_Selected text_:
Recipe: Chocolatetown Special Cake

Nothing brings happiness like chocolate cake with chocolate frosting. And sprinkles.

In our family, on your birthday you get to request your favorite cake and the family baker (aka, yours truly) makes it magically appear. This year, Justin asked for his favorite – chocolate cake with chocolate frosting.

Now if you’ve never made a cake from scratch before, I recommend you try. It’s really very easy and the results are so much better than what you get when you buy a mix. Plus, there are no wierd additives like hydrogenated soybean oil – just honest, old-fashioned, sugary, moist deliciousness.

_What is asked_:
Pick up the chocolate cake post after its final sentence and keep writing in the same chatty first-person voice.

Contour labeling entries:
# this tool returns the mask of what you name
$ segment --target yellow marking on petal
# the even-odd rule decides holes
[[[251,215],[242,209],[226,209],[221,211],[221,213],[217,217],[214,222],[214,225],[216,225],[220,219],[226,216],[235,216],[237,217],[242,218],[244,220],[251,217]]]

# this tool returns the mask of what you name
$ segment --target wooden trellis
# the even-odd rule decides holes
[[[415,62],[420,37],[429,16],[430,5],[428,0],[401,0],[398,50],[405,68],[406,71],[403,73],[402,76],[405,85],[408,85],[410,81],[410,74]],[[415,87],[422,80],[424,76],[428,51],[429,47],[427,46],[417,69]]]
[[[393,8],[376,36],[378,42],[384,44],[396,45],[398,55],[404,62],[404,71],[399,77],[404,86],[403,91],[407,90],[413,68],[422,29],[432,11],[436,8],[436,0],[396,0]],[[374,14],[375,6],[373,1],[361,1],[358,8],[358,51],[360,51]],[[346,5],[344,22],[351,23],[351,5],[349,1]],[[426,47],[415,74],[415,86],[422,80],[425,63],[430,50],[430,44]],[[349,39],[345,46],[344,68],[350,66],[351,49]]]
==
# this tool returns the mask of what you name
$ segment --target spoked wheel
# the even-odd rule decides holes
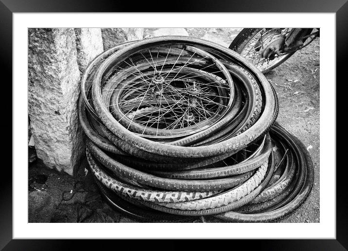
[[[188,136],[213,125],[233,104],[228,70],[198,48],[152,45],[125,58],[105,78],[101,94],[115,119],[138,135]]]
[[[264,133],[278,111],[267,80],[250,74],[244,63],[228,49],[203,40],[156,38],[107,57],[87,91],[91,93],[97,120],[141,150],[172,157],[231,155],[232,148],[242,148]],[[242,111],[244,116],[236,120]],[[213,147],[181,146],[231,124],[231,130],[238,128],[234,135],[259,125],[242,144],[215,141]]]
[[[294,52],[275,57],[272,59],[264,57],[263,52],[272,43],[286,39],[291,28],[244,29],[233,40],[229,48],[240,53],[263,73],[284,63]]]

_Exercise answer_:
One of the best chocolate cakes I’ve made is the Hershey’s Original, however I was looking to try something a little different and ended up with this gem. It’s got buttermilk, which immediately validated it in my mind. The result was a cake even richer and chocolateir (?) than the original famous Hershey recipe. For the frosting, I substituted buttermilk for the milk and the result was a creamy, very spreadable icing that tasted wonderful. Due to the 110+ degree Arizona heat I kept it in the fridge til candle time, but it held up very well on our kitchen counter thereafter.


1/2 cup Hershey’s cocoa
1/2 cup boiling water
2/3 cup shortening
1-3/4 cups sugar
1 teaspoon vanilla extract
2  eggs
2-1/4 cups all-purpose flour
1-1/2 teaspoons baking soda
1/2 teaspoon salt
1-1/3 cups buttermilk or sour milk*
  one-bowl buttercream frosting (recipe follows)

1. Heat oven to 350°F. Grease and flour two 9-inch round baking pans.

2. Stir together cocoa and water in small bowl until smooth. Beat
shortening, sugar and vanilla in large bowl until fluffy. Add eggs; beat
well. Stir together flour, baking soda and salt; add to shortening mixture
alternately with buttermilk, beating until well blended. Add cocoa mixture;
beat well. Pour batter into prepared pans.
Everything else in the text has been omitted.